» **Short task**: Please state how many lines of the listing below contain the string "outline". Reply with the number alone.

» **Extracted information**:
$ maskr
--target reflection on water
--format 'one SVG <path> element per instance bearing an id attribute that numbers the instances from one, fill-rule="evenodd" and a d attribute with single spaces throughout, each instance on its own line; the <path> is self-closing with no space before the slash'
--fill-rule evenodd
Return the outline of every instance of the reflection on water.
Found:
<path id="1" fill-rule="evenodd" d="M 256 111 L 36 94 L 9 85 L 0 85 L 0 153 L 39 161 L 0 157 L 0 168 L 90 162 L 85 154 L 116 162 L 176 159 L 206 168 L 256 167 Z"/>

---

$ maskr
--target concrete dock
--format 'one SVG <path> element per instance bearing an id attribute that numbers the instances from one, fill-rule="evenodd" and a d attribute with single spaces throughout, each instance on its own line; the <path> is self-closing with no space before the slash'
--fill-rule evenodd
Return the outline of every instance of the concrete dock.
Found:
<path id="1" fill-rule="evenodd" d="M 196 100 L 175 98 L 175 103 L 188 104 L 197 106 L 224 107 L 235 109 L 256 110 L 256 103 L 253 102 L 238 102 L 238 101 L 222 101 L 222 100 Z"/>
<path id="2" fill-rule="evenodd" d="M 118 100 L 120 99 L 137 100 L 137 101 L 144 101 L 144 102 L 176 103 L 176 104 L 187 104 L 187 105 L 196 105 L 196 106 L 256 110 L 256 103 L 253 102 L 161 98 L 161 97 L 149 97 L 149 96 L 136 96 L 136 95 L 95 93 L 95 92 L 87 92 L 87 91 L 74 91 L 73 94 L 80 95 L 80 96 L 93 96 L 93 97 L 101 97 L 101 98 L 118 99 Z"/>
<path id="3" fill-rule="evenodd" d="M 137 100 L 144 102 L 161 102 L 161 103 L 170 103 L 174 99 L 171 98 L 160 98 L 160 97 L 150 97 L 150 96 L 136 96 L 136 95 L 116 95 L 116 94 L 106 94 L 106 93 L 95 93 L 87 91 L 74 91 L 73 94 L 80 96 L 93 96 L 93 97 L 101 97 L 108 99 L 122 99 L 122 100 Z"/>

==

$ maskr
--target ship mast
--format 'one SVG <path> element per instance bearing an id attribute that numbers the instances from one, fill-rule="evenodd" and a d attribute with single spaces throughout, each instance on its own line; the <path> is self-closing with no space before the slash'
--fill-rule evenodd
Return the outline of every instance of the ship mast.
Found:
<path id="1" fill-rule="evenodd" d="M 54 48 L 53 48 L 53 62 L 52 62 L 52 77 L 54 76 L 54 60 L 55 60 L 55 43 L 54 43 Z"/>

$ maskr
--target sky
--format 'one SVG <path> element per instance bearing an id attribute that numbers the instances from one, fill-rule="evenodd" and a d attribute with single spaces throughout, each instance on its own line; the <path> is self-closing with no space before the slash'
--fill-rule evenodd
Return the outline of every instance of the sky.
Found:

» **Output of the exercise**: 4